▶ **TEXT SECTION**
Stampa

AS381 - RESTRICTIONS ON PHARMACY OPENING HOURS


PRESS RELEASE



PRESS RELEASE


ANTITRUST: LIBERALIZATION OF PHARMACY OPENING HOURS AND TURNS


The goal: to guarantee greater freedom for consumers and fair competition with other distribution channels

Liberalize pharmacies' Regionally stipulated trading hours, turns and vacations so as to ensure greater public access to pharmacies and so as to enable pharmacists to compete on an equal footing with other distribution channels.
That is the request made by the Italian Competition Authority in a submission approved on 1 February and forwarded to the Government, to the Speakers of the House and Senate and to the Regions.
In the Authority's view, the following steps must be taken:
1) do away with the limitation on the maximum number of trading hours each day or each week, extending the option of opening shops for longer than the minimum number of hours foreseen in the regulations;
2) eliminate obligatory closing days on Sundays, public holidays and certain weekdays;
3) eliminate the minimum limit on annual vacation time;
4) eliminate the obligation to keep the same opening hours within the industry.
In its submission, the Authority points out that on multiple occasions it has recommended that the Regions' regulation of pharmacies' activities should place greater emphasis on the promotion of competition.
While the Authority can see a justification for minimum opening hours and turns so as to ensure the public interest in full availability of medicines, the restrictions which prevent pharmacists from offering their services beyond the minimum hours and turns would seem to be an unjustified restraint on competition between pharmacies and an impediment to a wider service that would benefit consumers.
The removal of these restrictions is even more necessary in the light of the Bersani decree which allows non-prescription (SOP) pharmaceuticals to be sold by stores other than pharmacies. Numerous pharmacy owners have in fact felt the need for greater freedom in their commercial practices including questions of opening hours, turns, holidays etc., as is evidenced by the large number of solicitations received by the Authority. The restrictions mentioned are indeed discriminatory, given that they prevent pharmacies from  competing “on a level playing field” with the new operators authorized by the Bersani decree: in the new regulatory context, the maximum limits on pharmacies' opening hours may even put at risk the viability of those pharmacies which are most directly exposed to the growing competition and, consequently, the overall coverage of the pharmacy network may be called into question.

▶ **TASKS TO PERFORM**
a) Please list every step that the press release on pharmacy opening hours says the Authority considers necessary.
b) Answer each question from the press release on pharmacy opening hours.
(i) On what date was the submission approved?
(ii) To whom was the submission forwarded?
(iii) What does the Bersani decree allow?
Answer from the press release on pharmacy opening hours alone.

▶ **DATA EXCERPTS**
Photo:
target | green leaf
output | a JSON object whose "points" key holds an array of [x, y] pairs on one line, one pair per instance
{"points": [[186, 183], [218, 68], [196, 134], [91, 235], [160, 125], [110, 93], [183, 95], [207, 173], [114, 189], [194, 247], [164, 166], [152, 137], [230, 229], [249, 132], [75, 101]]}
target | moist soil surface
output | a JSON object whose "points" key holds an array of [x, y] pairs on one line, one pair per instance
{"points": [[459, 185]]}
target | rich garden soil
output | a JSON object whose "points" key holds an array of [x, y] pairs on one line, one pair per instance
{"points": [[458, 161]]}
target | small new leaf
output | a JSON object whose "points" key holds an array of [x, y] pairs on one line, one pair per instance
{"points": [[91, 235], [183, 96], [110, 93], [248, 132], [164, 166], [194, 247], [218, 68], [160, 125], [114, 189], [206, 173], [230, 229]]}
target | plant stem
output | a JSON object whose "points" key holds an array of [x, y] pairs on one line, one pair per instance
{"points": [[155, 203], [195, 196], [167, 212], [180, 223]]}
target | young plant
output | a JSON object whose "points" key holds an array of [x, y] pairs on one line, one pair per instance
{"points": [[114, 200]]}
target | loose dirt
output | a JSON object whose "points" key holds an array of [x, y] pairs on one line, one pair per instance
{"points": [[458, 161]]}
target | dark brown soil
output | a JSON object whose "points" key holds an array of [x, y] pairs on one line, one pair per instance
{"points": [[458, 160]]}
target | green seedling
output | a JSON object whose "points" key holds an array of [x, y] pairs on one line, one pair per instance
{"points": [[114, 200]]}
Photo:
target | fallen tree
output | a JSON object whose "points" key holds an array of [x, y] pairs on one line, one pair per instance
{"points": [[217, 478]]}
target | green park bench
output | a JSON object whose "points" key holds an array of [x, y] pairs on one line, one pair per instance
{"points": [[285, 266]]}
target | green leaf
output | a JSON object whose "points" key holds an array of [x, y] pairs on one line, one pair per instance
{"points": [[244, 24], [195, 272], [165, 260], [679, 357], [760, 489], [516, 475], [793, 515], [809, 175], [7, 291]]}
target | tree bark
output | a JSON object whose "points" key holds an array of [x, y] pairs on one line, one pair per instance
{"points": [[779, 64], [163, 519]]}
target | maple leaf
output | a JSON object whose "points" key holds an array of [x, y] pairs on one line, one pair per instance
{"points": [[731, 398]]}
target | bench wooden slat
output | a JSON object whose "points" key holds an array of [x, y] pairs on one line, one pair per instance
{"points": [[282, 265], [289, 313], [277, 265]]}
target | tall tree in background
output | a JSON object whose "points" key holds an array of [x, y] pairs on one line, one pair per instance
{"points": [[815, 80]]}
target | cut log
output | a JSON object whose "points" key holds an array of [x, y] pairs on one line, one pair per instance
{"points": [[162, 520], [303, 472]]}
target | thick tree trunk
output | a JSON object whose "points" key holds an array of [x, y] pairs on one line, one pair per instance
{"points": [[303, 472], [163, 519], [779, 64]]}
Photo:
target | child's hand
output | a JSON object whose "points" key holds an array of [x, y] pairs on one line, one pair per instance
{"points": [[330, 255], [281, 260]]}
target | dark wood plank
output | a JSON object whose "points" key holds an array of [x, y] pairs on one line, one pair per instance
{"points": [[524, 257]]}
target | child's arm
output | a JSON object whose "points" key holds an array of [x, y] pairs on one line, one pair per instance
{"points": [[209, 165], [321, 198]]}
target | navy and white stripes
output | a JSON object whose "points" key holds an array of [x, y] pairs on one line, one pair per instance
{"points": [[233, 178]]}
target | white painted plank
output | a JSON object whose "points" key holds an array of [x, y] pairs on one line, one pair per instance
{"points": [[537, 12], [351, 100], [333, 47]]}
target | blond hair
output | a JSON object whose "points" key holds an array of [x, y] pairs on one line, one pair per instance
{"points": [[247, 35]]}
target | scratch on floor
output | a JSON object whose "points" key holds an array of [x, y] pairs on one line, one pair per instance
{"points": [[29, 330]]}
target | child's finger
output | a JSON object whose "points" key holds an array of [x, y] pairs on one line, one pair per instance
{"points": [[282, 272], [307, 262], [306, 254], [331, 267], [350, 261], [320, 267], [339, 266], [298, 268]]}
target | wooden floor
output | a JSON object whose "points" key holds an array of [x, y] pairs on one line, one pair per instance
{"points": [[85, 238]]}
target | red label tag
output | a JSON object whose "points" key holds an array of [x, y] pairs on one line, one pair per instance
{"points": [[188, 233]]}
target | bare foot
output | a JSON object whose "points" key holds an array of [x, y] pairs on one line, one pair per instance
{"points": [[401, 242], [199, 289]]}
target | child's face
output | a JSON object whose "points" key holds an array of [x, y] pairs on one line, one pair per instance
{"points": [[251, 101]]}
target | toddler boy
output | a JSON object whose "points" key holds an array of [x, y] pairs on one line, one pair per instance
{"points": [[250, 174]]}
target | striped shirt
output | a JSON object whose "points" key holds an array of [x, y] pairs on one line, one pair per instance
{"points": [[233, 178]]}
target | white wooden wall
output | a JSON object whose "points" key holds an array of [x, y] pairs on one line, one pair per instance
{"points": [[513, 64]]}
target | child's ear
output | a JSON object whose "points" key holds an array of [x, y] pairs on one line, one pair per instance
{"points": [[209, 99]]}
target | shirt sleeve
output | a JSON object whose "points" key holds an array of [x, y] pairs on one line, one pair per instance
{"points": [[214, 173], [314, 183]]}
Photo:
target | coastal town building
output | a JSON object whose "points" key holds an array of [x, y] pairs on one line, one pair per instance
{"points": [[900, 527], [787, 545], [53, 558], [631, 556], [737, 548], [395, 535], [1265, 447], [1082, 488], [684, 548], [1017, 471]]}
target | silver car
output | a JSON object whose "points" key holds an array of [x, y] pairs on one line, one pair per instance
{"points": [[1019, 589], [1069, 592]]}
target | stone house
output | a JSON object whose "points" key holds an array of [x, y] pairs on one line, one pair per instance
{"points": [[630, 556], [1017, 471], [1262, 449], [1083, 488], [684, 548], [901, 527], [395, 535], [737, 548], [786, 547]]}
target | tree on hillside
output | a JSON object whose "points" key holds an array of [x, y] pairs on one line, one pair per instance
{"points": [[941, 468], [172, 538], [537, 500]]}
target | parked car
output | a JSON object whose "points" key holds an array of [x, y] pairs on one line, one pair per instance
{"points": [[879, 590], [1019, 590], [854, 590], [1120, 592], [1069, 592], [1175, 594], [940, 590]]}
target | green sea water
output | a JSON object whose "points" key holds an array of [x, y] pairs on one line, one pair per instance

▶ **ANSWERS FOR THIS EXERCISE**
a)
1) Do away with the limitation on the maximum number of trading hours each day or each week, extending the option of opening shops for longer than the minimum number of hours foreseen in the regulations.
2) Eliminate obligatory closing days on Sundays, public holidays and certain weekdays.
3) Eliminate the minimum limit on annual vacation time.
4) Eliminate the obligation to keep the same opening hours within the industry.

b)
(i) 1 February.
(ii) The Government, the Speakers of the House and Senate, and the Regions.
(iii) It allows non-prescription (SOP) pharmaceuticals to be sold by stores other than pharmacies.